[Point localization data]
-- Opening Marker --

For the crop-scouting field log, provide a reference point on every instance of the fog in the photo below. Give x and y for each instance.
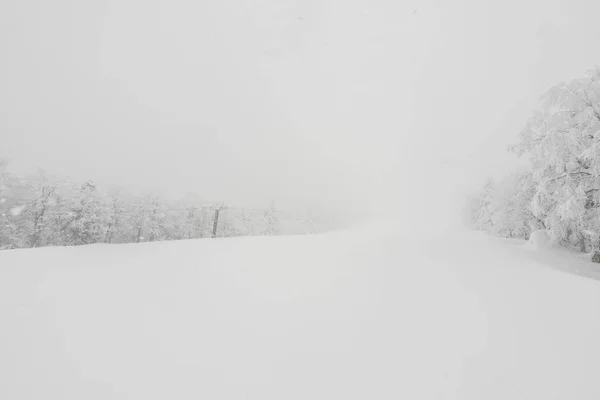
(362, 106)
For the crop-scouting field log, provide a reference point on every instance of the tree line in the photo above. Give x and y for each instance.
(559, 189)
(37, 212)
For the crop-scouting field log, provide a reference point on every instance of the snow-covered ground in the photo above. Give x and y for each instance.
(365, 314)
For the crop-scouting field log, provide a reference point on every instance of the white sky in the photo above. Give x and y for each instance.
(333, 102)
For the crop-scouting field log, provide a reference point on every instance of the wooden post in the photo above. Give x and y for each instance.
(216, 222)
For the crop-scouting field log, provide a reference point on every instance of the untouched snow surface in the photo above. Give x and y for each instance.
(347, 315)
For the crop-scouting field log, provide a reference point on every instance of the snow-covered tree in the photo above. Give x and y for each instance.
(562, 142)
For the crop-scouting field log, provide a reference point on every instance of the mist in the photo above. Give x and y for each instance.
(364, 107)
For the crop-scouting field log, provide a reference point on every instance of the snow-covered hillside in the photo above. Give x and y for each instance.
(366, 314)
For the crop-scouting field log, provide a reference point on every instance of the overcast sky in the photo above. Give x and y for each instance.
(298, 101)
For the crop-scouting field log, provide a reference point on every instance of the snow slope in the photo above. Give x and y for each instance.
(368, 314)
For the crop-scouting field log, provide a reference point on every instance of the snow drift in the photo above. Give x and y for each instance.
(369, 314)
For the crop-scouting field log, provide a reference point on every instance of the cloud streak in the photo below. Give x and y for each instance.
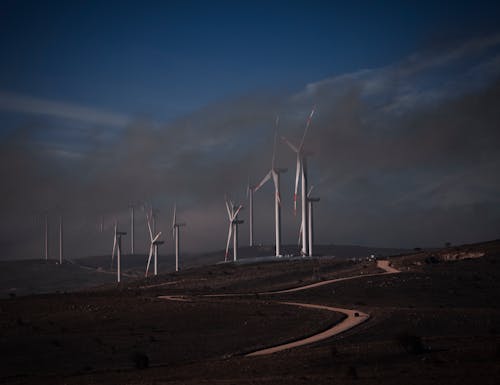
(403, 156)
(29, 105)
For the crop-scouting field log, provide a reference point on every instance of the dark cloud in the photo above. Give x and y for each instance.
(398, 160)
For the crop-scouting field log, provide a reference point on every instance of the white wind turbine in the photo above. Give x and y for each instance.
(301, 173)
(60, 239)
(274, 173)
(250, 192)
(310, 201)
(175, 233)
(117, 246)
(153, 248)
(232, 212)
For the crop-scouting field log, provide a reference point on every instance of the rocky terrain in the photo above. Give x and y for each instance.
(437, 321)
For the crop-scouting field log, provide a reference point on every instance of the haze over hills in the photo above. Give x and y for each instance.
(23, 277)
(434, 316)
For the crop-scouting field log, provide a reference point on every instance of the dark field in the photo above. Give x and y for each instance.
(435, 322)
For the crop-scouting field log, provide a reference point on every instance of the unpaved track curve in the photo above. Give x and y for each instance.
(354, 317)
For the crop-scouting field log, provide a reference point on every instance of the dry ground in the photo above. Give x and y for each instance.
(437, 322)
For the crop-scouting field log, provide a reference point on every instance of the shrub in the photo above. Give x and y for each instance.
(141, 360)
(410, 343)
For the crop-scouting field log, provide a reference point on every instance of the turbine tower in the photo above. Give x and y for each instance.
(117, 246)
(175, 233)
(153, 248)
(250, 192)
(232, 212)
(274, 173)
(60, 239)
(310, 201)
(301, 172)
(46, 237)
(132, 228)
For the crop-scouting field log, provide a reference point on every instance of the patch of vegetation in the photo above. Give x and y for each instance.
(140, 359)
(410, 343)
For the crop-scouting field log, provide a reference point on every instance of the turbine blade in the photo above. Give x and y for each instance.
(273, 162)
(229, 211)
(294, 149)
(307, 127)
(310, 190)
(263, 181)
(114, 246)
(114, 249)
(276, 186)
(237, 211)
(149, 258)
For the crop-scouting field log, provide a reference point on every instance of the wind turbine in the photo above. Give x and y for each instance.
(310, 201)
(250, 192)
(175, 233)
(117, 246)
(60, 239)
(232, 212)
(153, 248)
(132, 228)
(274, 173)
(301, 173)
(46, 239)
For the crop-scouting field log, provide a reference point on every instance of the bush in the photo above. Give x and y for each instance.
(141, 360)
(410, 343)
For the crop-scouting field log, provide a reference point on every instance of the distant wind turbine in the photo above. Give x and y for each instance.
(274, 173)
(175, 233)
(301, 172)
(60, 239)
(46, 237)
(117, 246)
(232, 212)
(250, 192)
(132, 228)
(310, 201)
(153, 248)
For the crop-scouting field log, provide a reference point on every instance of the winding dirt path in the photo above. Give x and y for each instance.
(354, 317)
(382, 264)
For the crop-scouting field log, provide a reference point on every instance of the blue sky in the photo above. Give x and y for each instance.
(166, 59)
(107, 103)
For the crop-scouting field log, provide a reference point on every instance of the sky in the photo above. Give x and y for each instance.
(108, 104)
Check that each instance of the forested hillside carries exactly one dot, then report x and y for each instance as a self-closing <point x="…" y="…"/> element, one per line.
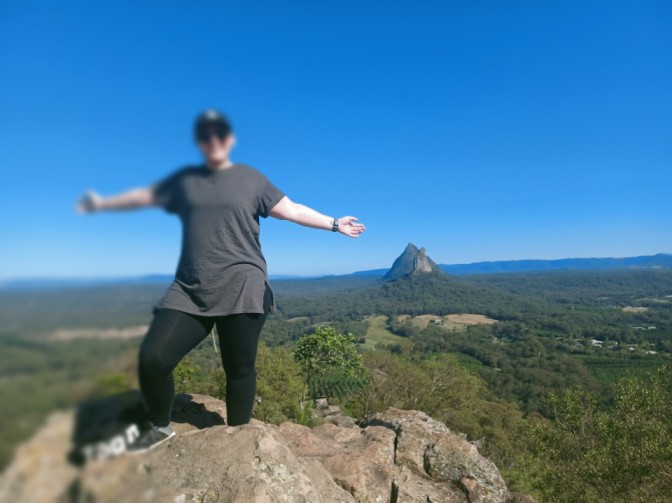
<point x="493" y="356"/>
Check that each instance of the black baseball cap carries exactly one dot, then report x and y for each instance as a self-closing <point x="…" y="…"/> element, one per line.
<point x="212" y="118"/>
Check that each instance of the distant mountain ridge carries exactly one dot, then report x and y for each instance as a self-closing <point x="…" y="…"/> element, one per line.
<point x="658" y="261"/>
<point x="411" y="261"/>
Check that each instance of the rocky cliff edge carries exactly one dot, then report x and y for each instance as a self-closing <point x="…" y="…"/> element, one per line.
<point x="395" y="456"/>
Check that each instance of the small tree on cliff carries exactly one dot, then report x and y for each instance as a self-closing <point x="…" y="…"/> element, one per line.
<point x="329" y="362"/>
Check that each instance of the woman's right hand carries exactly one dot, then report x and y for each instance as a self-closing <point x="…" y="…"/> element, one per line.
<point x="90" y="202"/>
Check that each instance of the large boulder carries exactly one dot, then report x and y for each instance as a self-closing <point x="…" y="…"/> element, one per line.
<point x="395" y="456"/>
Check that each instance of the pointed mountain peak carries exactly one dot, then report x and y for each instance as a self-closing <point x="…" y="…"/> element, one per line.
<point x="412" y="260"/>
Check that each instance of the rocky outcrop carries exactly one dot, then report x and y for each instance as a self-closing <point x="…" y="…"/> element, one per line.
<point x="411" y="261"/>
<point x="396" y="456"/>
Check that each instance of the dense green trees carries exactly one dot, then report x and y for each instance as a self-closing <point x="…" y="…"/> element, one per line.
<point x="619" y="454"/>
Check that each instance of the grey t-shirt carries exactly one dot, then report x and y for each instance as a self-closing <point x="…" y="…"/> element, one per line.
<point x="221" y="269"/>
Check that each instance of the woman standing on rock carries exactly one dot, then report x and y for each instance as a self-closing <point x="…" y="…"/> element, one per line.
<point x="221" y="277"/>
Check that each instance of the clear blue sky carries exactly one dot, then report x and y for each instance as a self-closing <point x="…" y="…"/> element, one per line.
<point x="481" y="130"/>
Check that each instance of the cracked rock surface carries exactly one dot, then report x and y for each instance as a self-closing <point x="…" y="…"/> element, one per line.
<point x="397" y="456"/>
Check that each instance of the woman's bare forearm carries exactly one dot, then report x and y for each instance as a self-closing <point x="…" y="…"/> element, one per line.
<point x="300" y="214"/>
<point x="129" y="200"/>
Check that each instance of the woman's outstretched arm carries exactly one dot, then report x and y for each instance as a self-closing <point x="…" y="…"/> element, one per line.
<point x="92" y="202"/>
<point x="287" y="209"/>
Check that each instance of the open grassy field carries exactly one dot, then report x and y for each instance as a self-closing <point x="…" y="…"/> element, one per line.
<point x="451" y="322"/>
<point x="379" y="334"/>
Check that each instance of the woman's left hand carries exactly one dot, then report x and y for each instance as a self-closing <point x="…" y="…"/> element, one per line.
<point x="350" y="227"/>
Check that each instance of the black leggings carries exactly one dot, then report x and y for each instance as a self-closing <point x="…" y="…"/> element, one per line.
<point x="173" y="334"/>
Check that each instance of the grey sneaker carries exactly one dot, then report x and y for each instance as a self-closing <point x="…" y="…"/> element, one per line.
<point x="148" y="440"/>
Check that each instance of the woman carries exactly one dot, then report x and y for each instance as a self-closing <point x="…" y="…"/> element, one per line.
<point x="221" y="277"/>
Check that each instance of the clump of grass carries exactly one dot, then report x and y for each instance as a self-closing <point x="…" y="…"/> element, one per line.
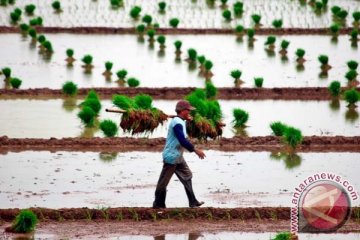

-- Closing Marker --

» **EXERCISE**: Take the line containing "Check that each instance of the open" and all lines after it to the end of the data above, and reproduce them exactly, leaving out pictures. Nothing else belongs in the copy.

» **ANSWER TO THIS EXERCISE**:
Check that each instance of the open grassy field carries exactly one dot, then report x and y for each instance as a self-closing <point x="…" y="…"/> element, one per line.
<point x="451" y="322"/>
<point x="379" y="334"/>
Check that each instance of the woman's left hand carries exactly one dot, then report x and y for each instance as a self-closing <point x="…" y="…"/> element, one per line.
<point x="350" y="227"/>
Check that each instance of the black leggings carries exactly one dot, then report x and y for each instance as a self-closing <point x="…" y="…"/> element, one per line.
<point x="173" y="334"/>
Check that each instance of the grey sneaker carries exactly one dot, then report x and y for each instance as a self-closing <point x="…" y="…"/> element, one per line.
<point x="148" y="440"/>
Check that each instance of the woman carries exactly one dot, then report x and y for each instance as a self-closing <point x="…" y="…"/> element, one per line.
<point x="221" y="277"/>
Check that each instance of the clump of grass carries exactly one dot, then report x and y for each instance as a self-closing <point x="…" y="…"/> element, one per line.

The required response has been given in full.